WHAT THE EXERCISE ASKS:
Report how many of the lines below contain the string "handle", matching case exactly. Give only the number.

## begin EXTRACTED MATERIAL

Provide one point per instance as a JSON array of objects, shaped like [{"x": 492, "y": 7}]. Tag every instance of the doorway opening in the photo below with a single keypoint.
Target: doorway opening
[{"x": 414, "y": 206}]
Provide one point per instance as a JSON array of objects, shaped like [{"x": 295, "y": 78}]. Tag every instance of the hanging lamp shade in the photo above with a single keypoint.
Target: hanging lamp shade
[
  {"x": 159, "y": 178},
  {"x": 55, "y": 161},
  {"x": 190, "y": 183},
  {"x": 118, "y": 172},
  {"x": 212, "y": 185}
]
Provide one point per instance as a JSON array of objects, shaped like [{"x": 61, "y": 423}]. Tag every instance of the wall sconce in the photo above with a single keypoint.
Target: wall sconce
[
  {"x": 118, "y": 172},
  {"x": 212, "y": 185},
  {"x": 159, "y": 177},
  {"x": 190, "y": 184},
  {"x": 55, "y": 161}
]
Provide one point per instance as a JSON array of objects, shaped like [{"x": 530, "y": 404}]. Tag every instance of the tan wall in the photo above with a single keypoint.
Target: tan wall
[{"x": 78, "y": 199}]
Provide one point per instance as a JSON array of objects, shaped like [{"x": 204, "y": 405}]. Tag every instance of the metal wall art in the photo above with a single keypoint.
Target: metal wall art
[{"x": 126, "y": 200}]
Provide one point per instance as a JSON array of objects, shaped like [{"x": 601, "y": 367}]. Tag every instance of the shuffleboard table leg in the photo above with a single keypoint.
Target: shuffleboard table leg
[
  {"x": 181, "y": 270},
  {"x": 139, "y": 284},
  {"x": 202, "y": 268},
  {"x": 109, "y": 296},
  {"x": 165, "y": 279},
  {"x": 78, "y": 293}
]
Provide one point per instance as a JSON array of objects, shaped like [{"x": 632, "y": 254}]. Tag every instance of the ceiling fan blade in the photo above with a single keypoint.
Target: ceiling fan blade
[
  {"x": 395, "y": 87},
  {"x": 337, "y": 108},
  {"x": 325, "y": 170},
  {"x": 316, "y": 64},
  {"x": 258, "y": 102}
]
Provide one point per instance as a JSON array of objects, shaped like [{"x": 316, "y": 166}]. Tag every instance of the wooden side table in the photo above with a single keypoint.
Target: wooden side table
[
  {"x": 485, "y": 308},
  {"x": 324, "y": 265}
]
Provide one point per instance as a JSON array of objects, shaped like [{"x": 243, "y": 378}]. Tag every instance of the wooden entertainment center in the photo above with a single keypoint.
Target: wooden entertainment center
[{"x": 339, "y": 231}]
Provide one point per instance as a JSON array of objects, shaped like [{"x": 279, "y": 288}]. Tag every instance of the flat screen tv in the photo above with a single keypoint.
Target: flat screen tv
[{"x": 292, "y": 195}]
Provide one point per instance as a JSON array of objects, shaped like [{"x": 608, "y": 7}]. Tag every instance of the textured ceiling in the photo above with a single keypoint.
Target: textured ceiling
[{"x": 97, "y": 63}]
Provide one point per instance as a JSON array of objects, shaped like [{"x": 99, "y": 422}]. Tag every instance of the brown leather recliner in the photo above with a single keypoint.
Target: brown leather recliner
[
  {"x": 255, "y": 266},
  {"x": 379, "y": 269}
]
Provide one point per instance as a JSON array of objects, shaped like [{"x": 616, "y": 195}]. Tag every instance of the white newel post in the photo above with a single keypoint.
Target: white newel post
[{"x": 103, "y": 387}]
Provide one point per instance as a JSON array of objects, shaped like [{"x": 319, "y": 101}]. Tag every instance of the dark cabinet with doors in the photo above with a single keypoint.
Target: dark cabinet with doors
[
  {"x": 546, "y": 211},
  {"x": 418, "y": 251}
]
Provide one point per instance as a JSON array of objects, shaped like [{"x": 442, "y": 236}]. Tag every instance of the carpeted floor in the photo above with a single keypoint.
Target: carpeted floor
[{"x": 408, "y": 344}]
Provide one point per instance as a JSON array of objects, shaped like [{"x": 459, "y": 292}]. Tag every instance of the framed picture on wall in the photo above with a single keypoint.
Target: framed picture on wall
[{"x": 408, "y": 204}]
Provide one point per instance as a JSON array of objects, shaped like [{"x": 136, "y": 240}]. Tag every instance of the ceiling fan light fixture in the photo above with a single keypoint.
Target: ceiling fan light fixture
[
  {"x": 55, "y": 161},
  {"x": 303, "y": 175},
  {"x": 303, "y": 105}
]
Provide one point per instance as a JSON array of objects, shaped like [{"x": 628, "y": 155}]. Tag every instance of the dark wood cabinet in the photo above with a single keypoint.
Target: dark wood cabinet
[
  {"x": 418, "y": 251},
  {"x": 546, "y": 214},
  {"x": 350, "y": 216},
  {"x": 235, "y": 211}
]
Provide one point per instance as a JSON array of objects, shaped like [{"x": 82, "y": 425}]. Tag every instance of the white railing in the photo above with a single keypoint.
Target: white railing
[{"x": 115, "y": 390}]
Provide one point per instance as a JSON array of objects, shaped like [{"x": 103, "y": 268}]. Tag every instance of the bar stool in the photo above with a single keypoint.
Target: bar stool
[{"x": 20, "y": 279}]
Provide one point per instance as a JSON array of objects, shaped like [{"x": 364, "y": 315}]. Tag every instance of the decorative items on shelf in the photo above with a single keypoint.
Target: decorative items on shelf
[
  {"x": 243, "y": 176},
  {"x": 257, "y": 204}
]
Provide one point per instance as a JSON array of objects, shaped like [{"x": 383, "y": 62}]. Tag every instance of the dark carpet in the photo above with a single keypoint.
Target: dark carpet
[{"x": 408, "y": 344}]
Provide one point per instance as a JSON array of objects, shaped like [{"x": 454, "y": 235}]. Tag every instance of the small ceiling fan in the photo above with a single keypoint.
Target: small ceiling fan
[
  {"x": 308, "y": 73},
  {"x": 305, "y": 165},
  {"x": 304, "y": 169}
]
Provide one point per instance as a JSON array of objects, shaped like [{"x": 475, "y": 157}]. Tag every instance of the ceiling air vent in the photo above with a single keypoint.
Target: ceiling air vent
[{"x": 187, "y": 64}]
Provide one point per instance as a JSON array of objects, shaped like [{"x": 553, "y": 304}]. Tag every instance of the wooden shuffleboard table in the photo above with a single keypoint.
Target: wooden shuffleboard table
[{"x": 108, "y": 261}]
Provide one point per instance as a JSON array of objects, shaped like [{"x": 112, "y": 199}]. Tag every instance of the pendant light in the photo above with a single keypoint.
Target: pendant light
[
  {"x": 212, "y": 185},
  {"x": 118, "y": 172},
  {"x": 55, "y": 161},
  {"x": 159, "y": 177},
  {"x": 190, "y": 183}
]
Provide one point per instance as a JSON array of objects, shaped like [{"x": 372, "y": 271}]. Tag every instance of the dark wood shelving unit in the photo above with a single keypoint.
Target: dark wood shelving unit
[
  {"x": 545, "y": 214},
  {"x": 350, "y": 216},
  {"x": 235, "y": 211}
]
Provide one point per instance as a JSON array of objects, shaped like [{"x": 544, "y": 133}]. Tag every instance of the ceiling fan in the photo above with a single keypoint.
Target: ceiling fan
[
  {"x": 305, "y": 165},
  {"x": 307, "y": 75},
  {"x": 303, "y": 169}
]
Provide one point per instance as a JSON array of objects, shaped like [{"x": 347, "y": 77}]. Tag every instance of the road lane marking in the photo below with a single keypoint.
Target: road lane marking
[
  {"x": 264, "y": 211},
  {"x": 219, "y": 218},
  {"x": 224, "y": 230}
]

## end EXTRACTED MATERIAL
## begin EXTRACTED MATERIAL

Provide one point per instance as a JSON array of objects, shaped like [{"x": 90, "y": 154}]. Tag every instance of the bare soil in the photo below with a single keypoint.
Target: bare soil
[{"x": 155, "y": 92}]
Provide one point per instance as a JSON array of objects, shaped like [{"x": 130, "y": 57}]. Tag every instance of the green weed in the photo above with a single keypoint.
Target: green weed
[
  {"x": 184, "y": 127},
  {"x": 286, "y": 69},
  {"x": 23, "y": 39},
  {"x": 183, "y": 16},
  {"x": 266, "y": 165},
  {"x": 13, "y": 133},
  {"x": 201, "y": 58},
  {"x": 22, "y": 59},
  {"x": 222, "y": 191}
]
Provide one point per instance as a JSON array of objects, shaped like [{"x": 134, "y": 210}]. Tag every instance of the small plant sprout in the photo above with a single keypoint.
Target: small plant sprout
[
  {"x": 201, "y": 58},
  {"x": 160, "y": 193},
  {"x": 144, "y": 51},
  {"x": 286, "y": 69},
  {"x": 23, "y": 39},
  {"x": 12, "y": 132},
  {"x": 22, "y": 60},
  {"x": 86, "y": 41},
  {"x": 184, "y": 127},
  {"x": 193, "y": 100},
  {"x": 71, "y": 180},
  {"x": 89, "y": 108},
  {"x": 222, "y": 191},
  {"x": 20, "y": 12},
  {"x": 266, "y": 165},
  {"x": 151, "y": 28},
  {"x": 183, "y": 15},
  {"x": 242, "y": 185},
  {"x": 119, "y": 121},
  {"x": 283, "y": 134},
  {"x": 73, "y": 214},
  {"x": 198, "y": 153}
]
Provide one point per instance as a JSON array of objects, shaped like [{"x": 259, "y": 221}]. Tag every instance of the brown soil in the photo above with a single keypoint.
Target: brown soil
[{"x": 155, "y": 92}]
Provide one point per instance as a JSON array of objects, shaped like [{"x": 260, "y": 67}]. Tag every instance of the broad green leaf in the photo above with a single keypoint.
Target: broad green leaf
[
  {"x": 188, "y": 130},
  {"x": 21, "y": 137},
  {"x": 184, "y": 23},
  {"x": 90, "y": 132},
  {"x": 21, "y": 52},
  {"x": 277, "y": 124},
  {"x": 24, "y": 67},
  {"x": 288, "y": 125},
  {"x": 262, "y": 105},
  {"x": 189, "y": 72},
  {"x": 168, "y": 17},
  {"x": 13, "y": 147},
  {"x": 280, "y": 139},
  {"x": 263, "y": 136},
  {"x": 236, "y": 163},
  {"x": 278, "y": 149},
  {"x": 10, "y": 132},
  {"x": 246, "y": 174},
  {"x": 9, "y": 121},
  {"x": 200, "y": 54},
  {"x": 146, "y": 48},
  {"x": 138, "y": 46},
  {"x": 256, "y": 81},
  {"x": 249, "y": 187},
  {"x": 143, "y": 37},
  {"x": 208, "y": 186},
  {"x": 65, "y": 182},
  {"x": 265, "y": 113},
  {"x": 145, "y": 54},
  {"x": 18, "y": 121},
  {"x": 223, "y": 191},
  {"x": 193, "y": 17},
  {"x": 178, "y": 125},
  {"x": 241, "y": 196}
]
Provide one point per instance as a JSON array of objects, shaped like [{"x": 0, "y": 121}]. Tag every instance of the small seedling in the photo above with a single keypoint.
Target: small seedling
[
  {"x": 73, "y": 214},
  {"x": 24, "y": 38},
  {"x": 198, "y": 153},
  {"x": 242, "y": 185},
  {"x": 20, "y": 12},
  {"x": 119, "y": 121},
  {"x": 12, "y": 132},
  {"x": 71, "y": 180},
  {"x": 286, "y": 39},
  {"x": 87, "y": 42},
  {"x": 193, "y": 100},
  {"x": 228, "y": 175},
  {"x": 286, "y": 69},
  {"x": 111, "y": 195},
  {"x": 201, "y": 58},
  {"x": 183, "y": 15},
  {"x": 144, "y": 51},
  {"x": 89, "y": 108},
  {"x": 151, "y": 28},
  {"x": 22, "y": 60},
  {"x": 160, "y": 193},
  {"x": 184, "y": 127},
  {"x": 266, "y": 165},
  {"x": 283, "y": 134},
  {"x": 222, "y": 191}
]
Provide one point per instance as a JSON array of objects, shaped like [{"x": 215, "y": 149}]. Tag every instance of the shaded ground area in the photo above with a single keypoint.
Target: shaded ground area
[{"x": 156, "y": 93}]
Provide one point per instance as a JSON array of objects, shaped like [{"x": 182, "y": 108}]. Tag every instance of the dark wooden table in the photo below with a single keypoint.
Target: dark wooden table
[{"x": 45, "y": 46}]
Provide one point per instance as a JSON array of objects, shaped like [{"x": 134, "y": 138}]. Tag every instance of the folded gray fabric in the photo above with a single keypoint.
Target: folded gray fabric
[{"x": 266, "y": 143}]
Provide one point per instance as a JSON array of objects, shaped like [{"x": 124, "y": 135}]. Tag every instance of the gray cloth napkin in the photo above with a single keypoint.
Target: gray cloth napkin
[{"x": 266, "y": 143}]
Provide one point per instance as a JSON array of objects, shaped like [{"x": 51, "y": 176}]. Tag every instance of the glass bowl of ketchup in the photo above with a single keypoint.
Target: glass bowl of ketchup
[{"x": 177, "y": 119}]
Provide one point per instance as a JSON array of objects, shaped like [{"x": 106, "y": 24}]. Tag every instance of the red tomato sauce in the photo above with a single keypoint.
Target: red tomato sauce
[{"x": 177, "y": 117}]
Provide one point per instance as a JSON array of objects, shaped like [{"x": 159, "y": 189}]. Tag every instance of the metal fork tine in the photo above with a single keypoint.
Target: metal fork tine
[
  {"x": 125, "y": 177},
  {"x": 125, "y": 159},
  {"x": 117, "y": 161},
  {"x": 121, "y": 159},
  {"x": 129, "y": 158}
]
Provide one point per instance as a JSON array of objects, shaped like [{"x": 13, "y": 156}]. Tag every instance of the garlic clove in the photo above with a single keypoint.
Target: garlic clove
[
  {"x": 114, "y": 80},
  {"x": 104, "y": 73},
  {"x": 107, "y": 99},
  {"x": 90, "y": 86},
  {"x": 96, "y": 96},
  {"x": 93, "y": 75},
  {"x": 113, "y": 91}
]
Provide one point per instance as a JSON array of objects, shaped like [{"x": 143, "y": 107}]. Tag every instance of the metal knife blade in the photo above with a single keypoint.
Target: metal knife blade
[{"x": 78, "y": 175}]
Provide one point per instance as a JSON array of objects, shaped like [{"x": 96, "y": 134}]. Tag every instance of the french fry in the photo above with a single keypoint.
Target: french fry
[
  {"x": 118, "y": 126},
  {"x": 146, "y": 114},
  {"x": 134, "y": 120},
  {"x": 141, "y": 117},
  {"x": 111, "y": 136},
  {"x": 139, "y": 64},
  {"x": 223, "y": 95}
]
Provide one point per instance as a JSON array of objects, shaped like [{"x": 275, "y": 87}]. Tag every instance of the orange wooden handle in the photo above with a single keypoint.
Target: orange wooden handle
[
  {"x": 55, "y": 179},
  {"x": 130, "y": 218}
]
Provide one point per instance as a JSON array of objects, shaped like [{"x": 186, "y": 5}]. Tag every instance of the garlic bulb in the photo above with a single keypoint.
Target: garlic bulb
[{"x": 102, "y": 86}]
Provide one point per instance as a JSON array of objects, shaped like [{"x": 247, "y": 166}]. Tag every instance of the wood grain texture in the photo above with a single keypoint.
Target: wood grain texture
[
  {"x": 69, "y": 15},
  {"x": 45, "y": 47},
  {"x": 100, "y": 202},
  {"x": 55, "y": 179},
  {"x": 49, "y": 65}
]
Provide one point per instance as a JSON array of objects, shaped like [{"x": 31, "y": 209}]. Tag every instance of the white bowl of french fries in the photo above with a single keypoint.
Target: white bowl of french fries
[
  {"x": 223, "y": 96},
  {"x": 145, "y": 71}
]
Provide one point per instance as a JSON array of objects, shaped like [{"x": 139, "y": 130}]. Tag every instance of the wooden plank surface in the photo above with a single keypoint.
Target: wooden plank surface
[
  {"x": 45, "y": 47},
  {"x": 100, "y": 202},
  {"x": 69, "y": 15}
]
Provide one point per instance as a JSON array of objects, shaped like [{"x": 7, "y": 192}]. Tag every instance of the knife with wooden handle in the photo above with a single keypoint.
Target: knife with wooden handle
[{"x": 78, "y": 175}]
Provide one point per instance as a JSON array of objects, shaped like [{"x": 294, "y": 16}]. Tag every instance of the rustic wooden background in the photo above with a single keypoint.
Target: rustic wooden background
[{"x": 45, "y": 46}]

## end EXTRACTED MATERIAL

REPLY:
4